WHAT IS BEING ASKED: Reproduce the part of the Ethiopia at the 1980 Olympics text starting with "Men's 100 metres" and going on through "1:51.1 (→ did not advance)", keeping every word and mark unchanged.

TEXT SHOWN:
↓

Ethiopia, also known as the Derg, competed at the 1980 Summer Olympics in Moscow, USSR. The nation returned to the Olympic Games after boycotting the 1976 Summer Olympics in Montreal, Quebec, Canada. 41 competitors, 39 men and 2 women, took part in 26 events in 3 sports.

Medalists

Gold
 Miruts Yifter — Athletics, Men's 5000 metres
 Miruts Yifter — Athletics, Men's 10000 metres

Bronze
 Mohamed Kedir — Athletics, Men's 10000 metres
 Eshetu Tura — Athletics, Men's 3000 metres Steeplechase

Athletics

Men's 100 metres
 Besha Tuffa
 Heat — 11.55 (→ did not advance)

Men's 200 metres
 Besha Tuffa
 Heat — 23.18 (→ did not advance)

Men's 800 metres
 Abebe Zerihun 
 Heat — 1:50.3 (→ did not advance)
 Nigusse Bekele 
 Heat — 1:51.1 (→ did not advance)
 Atre Bezabeh 
 Heat — 1:52.7 (→ did not advance)

↑

PROVIDED INFORMATION:
↓

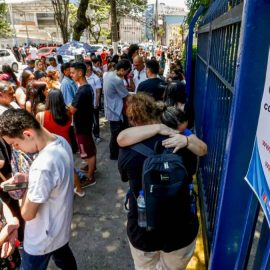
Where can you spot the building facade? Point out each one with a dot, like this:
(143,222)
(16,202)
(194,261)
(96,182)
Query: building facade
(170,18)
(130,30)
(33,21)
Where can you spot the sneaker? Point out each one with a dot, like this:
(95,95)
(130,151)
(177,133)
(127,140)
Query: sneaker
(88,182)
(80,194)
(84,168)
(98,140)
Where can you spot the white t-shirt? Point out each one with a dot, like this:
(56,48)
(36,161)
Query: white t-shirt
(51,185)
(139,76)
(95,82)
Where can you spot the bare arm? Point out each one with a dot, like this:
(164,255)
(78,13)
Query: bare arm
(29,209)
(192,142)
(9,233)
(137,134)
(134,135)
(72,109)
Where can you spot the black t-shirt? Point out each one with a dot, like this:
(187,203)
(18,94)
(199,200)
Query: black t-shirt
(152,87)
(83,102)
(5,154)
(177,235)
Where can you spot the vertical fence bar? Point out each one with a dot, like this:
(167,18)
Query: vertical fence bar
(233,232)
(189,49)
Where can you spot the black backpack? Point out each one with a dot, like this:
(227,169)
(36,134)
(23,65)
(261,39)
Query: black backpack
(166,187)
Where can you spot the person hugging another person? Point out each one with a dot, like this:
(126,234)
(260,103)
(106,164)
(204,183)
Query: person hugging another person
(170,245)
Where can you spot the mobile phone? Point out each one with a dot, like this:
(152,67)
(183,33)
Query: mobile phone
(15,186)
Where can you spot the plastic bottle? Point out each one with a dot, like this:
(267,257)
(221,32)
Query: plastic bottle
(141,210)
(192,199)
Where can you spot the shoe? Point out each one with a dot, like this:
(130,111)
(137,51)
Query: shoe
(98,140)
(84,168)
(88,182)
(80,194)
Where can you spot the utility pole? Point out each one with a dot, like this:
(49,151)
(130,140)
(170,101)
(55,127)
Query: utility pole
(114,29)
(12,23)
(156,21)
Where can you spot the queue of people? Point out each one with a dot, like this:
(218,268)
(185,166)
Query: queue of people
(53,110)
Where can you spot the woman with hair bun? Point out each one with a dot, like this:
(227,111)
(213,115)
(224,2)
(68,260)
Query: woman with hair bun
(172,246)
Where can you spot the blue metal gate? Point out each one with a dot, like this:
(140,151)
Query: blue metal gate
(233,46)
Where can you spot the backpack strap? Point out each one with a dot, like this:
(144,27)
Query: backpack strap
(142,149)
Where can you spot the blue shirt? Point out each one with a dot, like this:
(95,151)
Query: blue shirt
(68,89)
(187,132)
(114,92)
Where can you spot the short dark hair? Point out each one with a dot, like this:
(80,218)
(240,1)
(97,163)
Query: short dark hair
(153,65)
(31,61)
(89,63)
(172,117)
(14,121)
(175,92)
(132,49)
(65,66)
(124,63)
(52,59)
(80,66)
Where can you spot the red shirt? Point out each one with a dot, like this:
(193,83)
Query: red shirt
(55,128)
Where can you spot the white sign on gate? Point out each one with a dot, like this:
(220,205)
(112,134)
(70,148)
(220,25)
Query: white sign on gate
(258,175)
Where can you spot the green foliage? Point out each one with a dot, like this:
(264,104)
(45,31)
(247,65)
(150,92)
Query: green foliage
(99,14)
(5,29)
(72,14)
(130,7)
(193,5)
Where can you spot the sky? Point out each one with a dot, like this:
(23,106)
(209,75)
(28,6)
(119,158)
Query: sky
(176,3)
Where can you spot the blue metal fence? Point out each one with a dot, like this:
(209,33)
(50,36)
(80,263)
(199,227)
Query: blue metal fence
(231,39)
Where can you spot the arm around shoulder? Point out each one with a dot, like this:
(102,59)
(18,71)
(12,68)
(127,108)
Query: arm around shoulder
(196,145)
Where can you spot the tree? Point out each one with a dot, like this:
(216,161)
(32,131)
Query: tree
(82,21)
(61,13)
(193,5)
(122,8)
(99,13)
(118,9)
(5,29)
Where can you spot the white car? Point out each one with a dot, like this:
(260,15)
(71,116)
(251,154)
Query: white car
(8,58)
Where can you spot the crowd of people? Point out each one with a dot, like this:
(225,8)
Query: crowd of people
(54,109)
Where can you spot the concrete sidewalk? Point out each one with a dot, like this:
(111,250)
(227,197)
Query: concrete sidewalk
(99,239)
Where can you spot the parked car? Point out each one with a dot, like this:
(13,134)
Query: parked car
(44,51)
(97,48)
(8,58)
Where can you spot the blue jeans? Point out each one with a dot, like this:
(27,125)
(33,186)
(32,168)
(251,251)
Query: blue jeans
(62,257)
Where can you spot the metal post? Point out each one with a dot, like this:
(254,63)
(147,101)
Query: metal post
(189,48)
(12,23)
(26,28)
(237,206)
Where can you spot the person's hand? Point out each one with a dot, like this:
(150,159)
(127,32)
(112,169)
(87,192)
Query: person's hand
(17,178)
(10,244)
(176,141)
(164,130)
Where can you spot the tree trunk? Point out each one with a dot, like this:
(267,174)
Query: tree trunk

↑

FULL SOLUTION:
Men's 100 metres
 Besha Tuffa
 Heat — 11.55 (→ did not advance)

Men's 200 metres
 Besha Tuffa
 Heat — 23.18 (→ did not advance)

Men's 800 metres
 Abebe Zerihun 
 Heat — 1:50.3 (→ did not advance)
 Nigusse Bekele 
 Heat — 1:51.1 (→ did not advance)